- [Stated problem] Below are some records; return each one exactly.

- [Data entries]

==========

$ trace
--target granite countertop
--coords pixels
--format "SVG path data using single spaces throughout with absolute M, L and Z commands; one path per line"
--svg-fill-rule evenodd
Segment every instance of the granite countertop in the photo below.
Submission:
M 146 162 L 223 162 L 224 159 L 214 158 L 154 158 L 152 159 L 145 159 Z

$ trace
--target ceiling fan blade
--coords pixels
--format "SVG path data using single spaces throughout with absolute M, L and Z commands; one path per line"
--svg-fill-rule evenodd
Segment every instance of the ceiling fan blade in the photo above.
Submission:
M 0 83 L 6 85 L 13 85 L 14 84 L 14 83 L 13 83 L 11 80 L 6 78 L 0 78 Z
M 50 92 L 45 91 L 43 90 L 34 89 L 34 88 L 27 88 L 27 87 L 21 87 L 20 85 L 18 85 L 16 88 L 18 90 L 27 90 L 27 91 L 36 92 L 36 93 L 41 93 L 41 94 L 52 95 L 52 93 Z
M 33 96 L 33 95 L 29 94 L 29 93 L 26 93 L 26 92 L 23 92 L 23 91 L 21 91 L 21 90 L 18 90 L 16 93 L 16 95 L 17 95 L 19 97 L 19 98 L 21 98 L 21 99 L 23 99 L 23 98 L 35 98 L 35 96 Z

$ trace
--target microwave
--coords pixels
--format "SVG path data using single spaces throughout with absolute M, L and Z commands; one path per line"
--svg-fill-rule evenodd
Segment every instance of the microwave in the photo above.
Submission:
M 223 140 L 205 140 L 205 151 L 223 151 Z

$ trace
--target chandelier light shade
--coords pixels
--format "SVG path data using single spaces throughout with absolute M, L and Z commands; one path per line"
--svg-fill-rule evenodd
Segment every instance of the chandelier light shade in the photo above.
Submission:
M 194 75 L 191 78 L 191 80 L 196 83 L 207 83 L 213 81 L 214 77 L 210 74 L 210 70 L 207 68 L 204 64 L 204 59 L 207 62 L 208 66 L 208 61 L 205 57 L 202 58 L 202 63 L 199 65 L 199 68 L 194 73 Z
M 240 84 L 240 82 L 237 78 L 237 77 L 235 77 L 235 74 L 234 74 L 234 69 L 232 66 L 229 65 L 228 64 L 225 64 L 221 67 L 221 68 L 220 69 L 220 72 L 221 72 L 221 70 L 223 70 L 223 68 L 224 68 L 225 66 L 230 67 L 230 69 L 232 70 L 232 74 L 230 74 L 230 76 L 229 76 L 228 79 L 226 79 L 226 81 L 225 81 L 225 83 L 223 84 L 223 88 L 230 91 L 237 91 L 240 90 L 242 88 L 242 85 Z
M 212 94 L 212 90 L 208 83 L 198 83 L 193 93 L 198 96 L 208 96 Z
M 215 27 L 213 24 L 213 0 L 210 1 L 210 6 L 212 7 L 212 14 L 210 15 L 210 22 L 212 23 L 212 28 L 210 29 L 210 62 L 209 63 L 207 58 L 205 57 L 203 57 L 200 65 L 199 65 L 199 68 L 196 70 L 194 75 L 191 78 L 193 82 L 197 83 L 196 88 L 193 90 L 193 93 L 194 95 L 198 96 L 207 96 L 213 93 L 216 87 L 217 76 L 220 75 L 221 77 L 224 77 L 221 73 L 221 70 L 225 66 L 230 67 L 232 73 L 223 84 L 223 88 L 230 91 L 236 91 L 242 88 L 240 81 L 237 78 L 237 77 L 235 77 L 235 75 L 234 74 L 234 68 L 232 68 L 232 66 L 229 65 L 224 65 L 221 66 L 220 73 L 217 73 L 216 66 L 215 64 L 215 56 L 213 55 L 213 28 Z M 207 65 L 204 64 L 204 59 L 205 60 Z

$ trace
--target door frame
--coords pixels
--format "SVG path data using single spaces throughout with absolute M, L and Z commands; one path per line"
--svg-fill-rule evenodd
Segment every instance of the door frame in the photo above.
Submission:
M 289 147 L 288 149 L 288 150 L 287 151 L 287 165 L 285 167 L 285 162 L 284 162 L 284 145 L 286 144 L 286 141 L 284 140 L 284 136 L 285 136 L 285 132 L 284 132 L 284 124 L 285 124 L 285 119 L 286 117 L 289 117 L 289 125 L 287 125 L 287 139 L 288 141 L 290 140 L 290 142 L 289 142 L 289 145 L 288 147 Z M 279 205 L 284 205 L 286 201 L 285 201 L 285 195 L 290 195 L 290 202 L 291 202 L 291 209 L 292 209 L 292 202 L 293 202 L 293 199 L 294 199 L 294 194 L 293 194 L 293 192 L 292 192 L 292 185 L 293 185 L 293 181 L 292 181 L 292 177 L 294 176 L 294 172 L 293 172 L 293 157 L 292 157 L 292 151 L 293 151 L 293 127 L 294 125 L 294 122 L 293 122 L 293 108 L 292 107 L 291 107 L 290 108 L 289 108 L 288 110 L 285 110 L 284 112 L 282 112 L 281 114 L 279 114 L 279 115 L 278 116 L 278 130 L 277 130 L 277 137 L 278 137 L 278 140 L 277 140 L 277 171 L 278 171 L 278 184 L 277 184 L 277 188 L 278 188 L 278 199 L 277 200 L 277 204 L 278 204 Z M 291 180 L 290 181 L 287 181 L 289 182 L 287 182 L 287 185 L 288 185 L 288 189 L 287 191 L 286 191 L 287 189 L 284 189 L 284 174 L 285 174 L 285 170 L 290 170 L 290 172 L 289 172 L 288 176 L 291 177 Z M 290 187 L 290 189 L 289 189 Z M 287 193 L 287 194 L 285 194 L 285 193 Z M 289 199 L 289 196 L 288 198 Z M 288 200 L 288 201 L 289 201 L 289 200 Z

==========

- [Reply]
$ trace
--target granite countertop
--coords pixels
--format "SVG path data using single spaces throughout with absolute M, L and Z commands; one path per line"
--svg-fill-rule evenodd
Segment every instance of the granite countertop in the photo below.
Submission:
M 146 162 L 223 162 L 224 159 L 214 158 L 154 158 L 152 159 L 145 159 Z

$ trace
--target ceiling fan blade
--coords pixels
--format "SVG path data using single spaces throughout with absolute M, L and Z commands; one path per line"
--svg-fill-rule evenodd
Segment every instance of the ceiling fan blade in the photo above.
Submission:
M 0 83 L 6 85 L 13 85 L 14 84 L 14 83 L 13 83 L 11 80 L 6 78 L 0 78 Z
M 50 92 L 45 91 L 43 90 L 34 89 L 34 88 L 27 88 L 27 87 L 21 87 L 20 85 L 18 85 L 16 88 L 18 90 L 27 90 L 27 91 L 36 92 L 36 93 L 41 93 L 41 94 L 52 95 L 52 93 Z
M 33 96 L 33 95 L 29 94 L 29 93 L 26 93 L 26 92 L 23 92 L 23 91 L 21 91 L 21 90 L 18 90 L 16 93 L 16 95 L 17 95 L 19 97 L 19 98 L 21 98 L 21 99 L 23 99 L 23 98 L 35 98 L 35 96 Z

$ trace
--target microwave
--coords pixels
--format "SVG path data using single spaces throughout with absolute M, L and Z commands; one path per line"
--svg-fill-rule evenodd
Segment every instance of the microwave in the photo above.
Submission:
M 223 140 L 205 140 L 205 151 L 223 151 Z

$ trace
--target chandelier light shade
--coords pixels
--format "SVG path data using single spaces throughout with absolute M, L and Z commands; one path per line"
--svg-fill-rule evenodd
Segment every instance of the chandelier light shade in the photo above.
Submission:
M 194 75 L 191 78 L 191 80 L 196 83 L 207 83 L 213 81 L 214 77 L 210 74 L 210 70 L 207 68 L 204 64 L 204 59 L 207 62 L 208 66 L 208 61 L 205 57 L 202 58 L 202 63 L 199 65 L 199 68 L 194 73 Z
M 240 84 L 240 82 L 237 78 L 237 77 L 235 77 L 235 74 L 234 74 L 234 69 L 232 66 L 229 65 L 228 64 L 225 64 L 221 67 L 221 68 L 220 69 L 220 72 L 221 72 L 221 70 L 223 70 L 223 68 L 224 68 L 225 66 L 230 67 L 230 69 L 232 70 L 232 74 L 230 74 L 230 76 L 229 76 L 228 79 L 226 79 L 226 81 L 225 81 L 225 83 L 223 84 L 223 88 L 230 91 L 237 91 L 240 90 L 242 88 L 242 85 Z
M 212 94 L 212 90 L 208 83 L 198 83 L 193 93 L 198 96 L 208 96 Z
M 215 27 L 213 24 L 213 0 L 210 1 L 210 6 L 212 7 L 212 14 L 210 15 L 210 22 L 212 23 L 212 28 L 210 29 L 210 62 L 209 63 L 207 58 L 205 57 L 203 57 L 200 65 L 199 65 L 199 68 L 196 70 L 194 75 L 191 78 L 193 82 L 197 83 L 196 88 L 193 90 L 193 93 L 194 95 L 198 96 L 207 96 L 213 93 L 216 87 L 217 76 L 220 75 L 221 77 L 224 77 L 221 73 L 221 70 L 225 66 L 230 67 L 232 73 L 223 84 L 223 88 L 230 91 L 236 91 L 242 88 L 240 81 L 237 78 L 237 77 L 235 77 L 235 75 L 234 74 L 234 68 L 232 68 L 232 66 L 229 65 L 224 65 L 221 66 L 220 73 L 217 73 L 216 66 L 215 64 L 215 56 L 213 55 L 213 28 Z M 207 65 L 204 64 L 204 59 L 205 60 Z

$ trace
--target door frame
--coords pixels
--format "SVG path data using single spaces throughout with absolute M, L and Z commands; one path per line"
--svg-fill-rule evenodd
Segment every instance of the door frame in the photo above.
Submission:
M 289 147 L 288 149 L 288 150 L 287 151 L 287 165 L 285 167 L 285 162 L 284 162 L 284 145 L 286 144 L 286 141 L 284 140 L 284 136 L 285 136 L 285 132 L 284 132 L 284 124 L 285 124 L 285 119 L 286 117 L 289 117 L 289 125 L 287 125 L 287 139 L 288 141 L 290 140 L 290 142 L 289 142 L 289 145 L 288 147 Z M 279 205 L 284 205 L 286 201 L 285 201 L 285 195 L 290 195 L 290 202 L 291 202 L 291 209 L 292 209 L 292 202 L 293 202 L 293 199 L 294 199 L 294 194 L 293 194 L 293 192 L 292 192 L 292 185 L 293 185 L 293 181 L 292 181 L 292 177 L 294 176 L 294 172 L 293 172 L 293 157 L 292 157 L 292 151 L 293 151 L 293 127 L 294 125 L 294 122 L 293 122 L 293 108 L 292 107 L 291 107 L 290 108 L 289 108 L 288 110 L 285 110 L 284 112 L 282 112 L 281 114 L 279 114 L 279 115 L 278 116 L 278 130 L 277 130 L 277 137 L 278 137 L 278 140 L 277 140 L 277 171 L 278 171 L 278 184 L 277 184 L 277 188 L 278 188 L 278 199 L 277 200 L 277 204 L 278 204 Z M 291 180 L 290 181 L 287 181 L 289 182 L 287 182 L 287 185 L 288 185 L 288 189 L 287 191 L 286 191 L 287 189 L 284 189 L 284 174 L 285 174 L 285 170 L 290 170 L 290 172 L 289 172 L 288 176 L 291 177 Z M 290 187 L 290 189 L 289 189 Z M 287 193 L 287 194 L 285 194 L 285 193 Z M 289 199 L 289 196 L 288 198 Z M 288 200 L 288 201 L 289 201 L 289 200 Z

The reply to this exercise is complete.